# WHAT NEEDS TO BE DONE:
Please give back the listing exactly as it reads.

# DATA:
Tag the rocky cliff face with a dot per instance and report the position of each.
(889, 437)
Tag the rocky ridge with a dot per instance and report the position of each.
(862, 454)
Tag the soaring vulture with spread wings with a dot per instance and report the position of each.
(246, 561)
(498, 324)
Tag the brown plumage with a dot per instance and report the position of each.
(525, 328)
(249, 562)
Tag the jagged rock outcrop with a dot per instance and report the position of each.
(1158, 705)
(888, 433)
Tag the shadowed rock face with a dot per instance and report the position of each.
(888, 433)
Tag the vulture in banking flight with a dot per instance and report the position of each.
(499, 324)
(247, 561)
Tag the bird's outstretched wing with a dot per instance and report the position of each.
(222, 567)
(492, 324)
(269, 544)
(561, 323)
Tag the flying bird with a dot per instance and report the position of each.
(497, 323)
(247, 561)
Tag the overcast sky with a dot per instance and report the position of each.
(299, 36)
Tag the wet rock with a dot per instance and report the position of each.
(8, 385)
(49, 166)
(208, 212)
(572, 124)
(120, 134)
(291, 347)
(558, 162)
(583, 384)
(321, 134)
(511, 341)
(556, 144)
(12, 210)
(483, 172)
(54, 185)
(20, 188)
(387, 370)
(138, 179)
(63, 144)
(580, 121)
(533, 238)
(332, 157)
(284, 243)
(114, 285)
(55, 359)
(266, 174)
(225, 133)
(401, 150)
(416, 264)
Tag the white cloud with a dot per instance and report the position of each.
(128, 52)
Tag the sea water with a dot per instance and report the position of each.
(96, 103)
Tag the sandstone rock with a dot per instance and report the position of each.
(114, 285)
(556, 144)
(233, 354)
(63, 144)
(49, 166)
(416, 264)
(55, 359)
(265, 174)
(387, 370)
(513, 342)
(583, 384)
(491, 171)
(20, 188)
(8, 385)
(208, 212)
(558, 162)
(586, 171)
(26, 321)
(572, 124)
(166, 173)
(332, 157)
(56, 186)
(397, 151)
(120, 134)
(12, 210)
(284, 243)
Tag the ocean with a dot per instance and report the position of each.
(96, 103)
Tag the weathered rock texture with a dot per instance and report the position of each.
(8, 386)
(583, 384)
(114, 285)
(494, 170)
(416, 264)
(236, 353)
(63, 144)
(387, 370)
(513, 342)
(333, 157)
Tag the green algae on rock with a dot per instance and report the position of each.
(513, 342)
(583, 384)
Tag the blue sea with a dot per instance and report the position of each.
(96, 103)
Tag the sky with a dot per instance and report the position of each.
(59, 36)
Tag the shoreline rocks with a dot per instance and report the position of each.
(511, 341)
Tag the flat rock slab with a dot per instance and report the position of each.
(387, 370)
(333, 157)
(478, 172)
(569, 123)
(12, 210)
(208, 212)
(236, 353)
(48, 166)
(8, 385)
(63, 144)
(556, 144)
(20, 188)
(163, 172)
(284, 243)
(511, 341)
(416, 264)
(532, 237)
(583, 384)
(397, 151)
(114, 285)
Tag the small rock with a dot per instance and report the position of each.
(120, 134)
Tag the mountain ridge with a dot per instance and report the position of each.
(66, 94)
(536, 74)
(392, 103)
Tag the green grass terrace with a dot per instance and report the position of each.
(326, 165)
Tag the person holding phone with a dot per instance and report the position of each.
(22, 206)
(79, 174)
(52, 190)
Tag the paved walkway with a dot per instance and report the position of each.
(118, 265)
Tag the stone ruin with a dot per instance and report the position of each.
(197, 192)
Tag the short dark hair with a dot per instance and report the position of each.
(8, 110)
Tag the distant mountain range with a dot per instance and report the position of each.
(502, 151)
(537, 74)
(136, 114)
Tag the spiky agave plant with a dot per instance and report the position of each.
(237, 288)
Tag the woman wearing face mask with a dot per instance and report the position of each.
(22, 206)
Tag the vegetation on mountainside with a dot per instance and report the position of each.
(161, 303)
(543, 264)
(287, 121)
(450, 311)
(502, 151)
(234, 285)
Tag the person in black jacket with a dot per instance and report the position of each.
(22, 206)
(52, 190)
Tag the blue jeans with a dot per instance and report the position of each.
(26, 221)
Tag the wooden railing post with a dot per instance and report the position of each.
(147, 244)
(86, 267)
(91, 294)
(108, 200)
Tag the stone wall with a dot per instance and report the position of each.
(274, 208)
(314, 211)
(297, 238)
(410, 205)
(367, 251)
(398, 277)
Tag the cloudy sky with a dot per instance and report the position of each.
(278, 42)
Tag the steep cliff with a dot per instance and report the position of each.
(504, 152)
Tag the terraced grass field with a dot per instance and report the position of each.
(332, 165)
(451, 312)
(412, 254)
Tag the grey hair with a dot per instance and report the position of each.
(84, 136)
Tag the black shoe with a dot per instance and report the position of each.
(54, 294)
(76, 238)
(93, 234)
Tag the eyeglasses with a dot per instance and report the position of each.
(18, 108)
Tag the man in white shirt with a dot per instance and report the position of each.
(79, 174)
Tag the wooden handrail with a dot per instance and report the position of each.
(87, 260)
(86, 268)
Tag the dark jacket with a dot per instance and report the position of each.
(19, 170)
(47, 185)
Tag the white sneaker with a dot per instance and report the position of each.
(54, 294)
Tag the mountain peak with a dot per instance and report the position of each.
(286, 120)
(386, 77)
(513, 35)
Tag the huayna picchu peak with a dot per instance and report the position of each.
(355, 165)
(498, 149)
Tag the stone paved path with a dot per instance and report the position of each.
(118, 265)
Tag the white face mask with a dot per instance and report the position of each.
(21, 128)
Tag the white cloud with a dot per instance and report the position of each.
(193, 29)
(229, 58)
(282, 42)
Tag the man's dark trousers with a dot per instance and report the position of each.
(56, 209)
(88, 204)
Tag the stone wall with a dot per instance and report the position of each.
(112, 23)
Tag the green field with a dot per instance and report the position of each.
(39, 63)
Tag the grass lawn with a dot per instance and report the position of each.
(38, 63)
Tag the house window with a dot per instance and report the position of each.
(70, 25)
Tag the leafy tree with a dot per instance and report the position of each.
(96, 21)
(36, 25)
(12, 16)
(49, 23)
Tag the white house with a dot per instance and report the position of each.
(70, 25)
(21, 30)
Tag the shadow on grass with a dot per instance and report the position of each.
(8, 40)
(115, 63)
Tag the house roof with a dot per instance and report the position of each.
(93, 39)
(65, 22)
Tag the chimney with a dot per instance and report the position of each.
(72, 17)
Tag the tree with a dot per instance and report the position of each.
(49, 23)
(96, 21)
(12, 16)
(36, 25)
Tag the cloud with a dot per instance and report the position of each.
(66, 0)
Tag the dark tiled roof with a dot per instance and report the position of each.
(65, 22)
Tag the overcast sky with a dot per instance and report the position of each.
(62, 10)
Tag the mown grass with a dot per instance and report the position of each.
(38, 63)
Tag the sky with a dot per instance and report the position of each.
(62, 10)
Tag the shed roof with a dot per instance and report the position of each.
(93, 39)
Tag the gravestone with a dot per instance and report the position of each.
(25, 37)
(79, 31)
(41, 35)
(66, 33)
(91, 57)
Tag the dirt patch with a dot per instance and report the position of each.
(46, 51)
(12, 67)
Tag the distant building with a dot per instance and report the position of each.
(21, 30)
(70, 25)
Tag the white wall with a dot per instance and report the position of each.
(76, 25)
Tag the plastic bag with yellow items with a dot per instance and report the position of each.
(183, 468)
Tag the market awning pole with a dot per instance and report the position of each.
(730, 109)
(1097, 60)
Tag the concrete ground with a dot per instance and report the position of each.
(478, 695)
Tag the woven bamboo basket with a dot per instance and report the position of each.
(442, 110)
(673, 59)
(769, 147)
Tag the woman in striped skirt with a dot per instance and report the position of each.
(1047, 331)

# TASK ANSWER:
Tag the rocky cliff face with a dot per instance and report the position of each.
(889, 437)
Tag the rocky ridge with a dot per instance and report the position of each.
(862, 454)
Tag the soaring vulture with spread wings with a dot per instance and report the position of each.
(246, 561)
(498, 324)
Tag the brown plumage with a dot per instance and report the position of each.
(525, 328)
(249, 562)
Tag the jagged rock outcrop with a dot per instance and report the position of each.
(1158, 705)
(888, 433)
Tag the shadowed rock face with a dot per instance and report the position of each.
(888, 433)
Tag the vulture in banking flight with a dot per instance and report the position of each.
(499, 324)
(247, 561)
Tag the bird's outstretched wing with a dot per instance and report the position of each.
(222, 567)
(492, 324)
(269, 544)
(561, 323)
Tag the flying bird with a dot per instance and report the position of each.
(497, 323)
(247, 561)
Tag the overcast sky with a dot per instance and report the position of each.
(299, 36)
Tag the wet rock with a dot per instance and report the position of each.
(8, 385)
(49, 166)
(208, 212)
(572, 124)
(120, 134)
(291, 347)
(558, 162)
(583, 384)
(321, 134)
(511, 341)
(556, 144)
(12, 210)
(483, 172)
(54, 185)
(20, 188)
(387, 370)
(138, 179)
(63, 144)
(580, 121)
(533, 238)
(332, 157)
(284, 243)
(114, 285)
(55, 359)
(266, 174)
(225, 133)
(401, 150)
(416, 264)
Tag the white cloud with a dot per instance and report the position of each.
(128, 52)
Tag the sea water with a dot per instance and report the position of each.
(96, 103)
Tag the sandstone rock with a dot per instance and report the position of each.
(114, 285)
(556, 144)
(233, 354)
(63, 144)
(49, 166)
(416, 264)
(55, 359)
(265, 174)
(387, 370)
(513, 342)
(583, 384)
(491, 171)
(20, 188)
(8, 385)
(208, 212)
(558, 162)
(586, 171)
(26, 321)
(572, 124)
(166, 173)
(332, 157)
(56, 186)
(397, 151)
(120, 134)
(12, 210)
(284, 243)
Tag the ocean with a dot per instance and report the position of each.
(96, 103)
Tag the weathered rock texture with a dot per instance and report the position of each.
(8, 386)
(583, 384)
(114, 285)
(494, 170)
(416, 264)
(236, 353)
(63, 144)
(387, 370)
(513, 342)
(333, 157)
Tag the green algae on rock with a dot per instance and report the position of each.
(513, 342)
(583, 384)
Tag the blue sea with a dot per instance and report the position of each.
(96, 103)
Tag the sky with a dot per instance and report the position of each.
(59, 36)
Tag the shoreline rocks with a dot per instance and report the position of each.
(511, 341)
Tag the flat rock slab with a dot per instance and report the position of each.
(387, 370)
(333, 157)
(478, 172)
(569, 123)
(12, 210)
(208, 212)
(236, 353)
(48, 166)
(8, 385)
(63, 144)
(556, 144)
(20, 188)
(163, 172)
(284, 243)
(511, 341)
(416, 264)
(532, 237)
(583, 384)
(397, 151)
(114, 285)
Tag the small rock with a dot per instance and report the position of each.
(120, 134)
Tag the mountain ridge with a dot per instance and report the position of each.
(66, 94)
(536, 74)
(392, 103)
Tag the green grass terrace with a dot per instance and report the position of each.
(326, 165)
Tag the person holding phone with a dot per instance and report the position of each.
(22, 206)
(79, 174)
(52, 190)
Tag the paved walkway with a dot per instance and report the position of each.
(118, 265)
Tag the stone ruin with a dot per instance and report the position of each.
(197, 192)
Tag the short dark hair with a dot per instance and report the position of each.
(8, 110)
Tag the distant mountain range with a dot per instance and report the position of each.
(502, 151)
(537, 74)
(136, 114)
Tag the spiky agave plant with a dot per instance and report the position of each.
(237, 288)
Tag the woman wearing face mask with a dot per instance and report the position of each.
(22, 206)
Tag the vegetation on mountainside with a dot per instance and report the position of each.
(161, 303)
(543, 264)
(287, 121)
(450, 311)
(502, 151)
(234, 285)
Tag the person in black jacket with a dot per instance and report the position of each.
(22, 206)
(52, 190)
Tag the blue jeans with a dot per instance and report the position of each.
(26, 221)
Tag the wooden railing post with a dot per instance and report the position of each.
(147, 244)
(86, 267)
(91, 294)
(108, 200)
Tag the stone wall with a dot per instance and report the position of each.
(274, 208)
(314, 211)
(297, 238)
(410, 205)
(367, 251)
(398, 277)
Tag the cloudy sky with a dot per instance and report the position of each.
(278, 42)
Tag the steep cliff with a dot per instance and report the position of each.
(504, 152)
Tag the terraced grass field with a dot per instance and report the position of each.
(332, 165)
(451, 312)
(412, 254)
Tag the grey hair with a dot per instance and report the position of each.
(84, 136)
Tag the black shoe with a dot per instance and report the position of each.
(54, 294)
(76, 238)
(93, 234)
Tag the eyeglasses with a dot per instance and report the position of each.
(18, 108)
Tag the man in white shirt with a dot per instance and report the position of each.
(79, 174)
Tag the wooden handrail with a dot per instance and report the position of each.
(87, 260)
(86, 268)
Tag the dark jacket with a dot per instance and report the position of each.
(19, 170)
(47, 185)
Tag the white sneaker with a dot per instance and report the position of each.
(54, 294)
Tag the mountain peak with a dot per instance and report the position of each.
(286, 120)
(386, 77)
(513, 35)
Tag the huayna picchu peak with a dot per instance and report the position of each.
(355, 165)
(498, 149)
Tag the stone paved path with a dot per instance and report the position of each.
(118, 265)
Tag the white face mask with a dot per instance and report the position of each.
(21, 128)
Tag the white cloud with a dot per instance and report the position of each.
(193, 29)
(229, 58)
(282, 42)
Tag the man's dark trousers with a dot per instance and report the position of each.
(56, 209)
(88, 204)
Tag the stone wall with a dot per instance and report the position of each.
(112, 23)
Tag the green field with a dot per instance and report the position of each.
(39, 63)
Tag the grass lawn with a dot per instance and report the position of each.
(38, 63)
Tag the house window with a dot per instance and report the position of each.
(70, 25)
Tag the leafy tree with a dot per instance and report the position of each.
(96, 21)
(36, 25)
(12, 16)
(49, 23)
Tag the white house with a dot per instance and report the position of each.
(70, 25)
(21, 30)
Tag the shadow on grass with a dot per instance and report the position of each.
(8, 40)
(115, 63)
Tag the house roof with a dot per instance and report the position of each.
(93, 39)
(65, 22)
Tag the chimney with a dot per instance and report the position of each.
(72, 17)
Tag the tree with a dot per instance and report the position of each.
(49, 23)
(96, 21)
(12, 16)
(36, 25)
Tag the cloud with a dot per instance and report the position of each.
(66, 0)
Tag the dark tiled roof with a dot per instance and report the position of each.
(65, 22)
Tag the overcast sky with a dot per instance and report the position of each.
(62, 10)
Tag the mown grass with a dot per instance and report the position of each.
(38, 63)
Tag the sky with a dot per instance and report the position of each.
(62, 10)
Tag the shed roof with a dot per instance and report the position of each.
(93, 39)
Tag the gravestone with a dot per instance and report the position of each.
(25, 37)
(79, 31)
(41, 35)
(66, 33)
(91, 57)
Tag the dirt patch with a dot per instance and report the position of each.
(46, 51)
(12, 67)
Tag the distant building with a dot per instance and report the position of each.
(21, 30)
(70, 25)
Tag the white wall with a dot per instance and report the position of each.
(76, 25)
Tag the plastic bag with yellow items with a dot per instance and report the position of each.
(183, 468)
Tag the market awning pole with a dot per instance and report the position of each.
(730, 109)
(1097, 60)
Tag the concrete ground with a dot per instance and report the position of each.
(478, 695)
Tag the woven bamboo basket with a dot per instance and report the position of each.
(442, 110)
(673, 59)
(769, 147)
Tag the woman in striped skirt with a dot per instance and report the position of each.
(1047, 331)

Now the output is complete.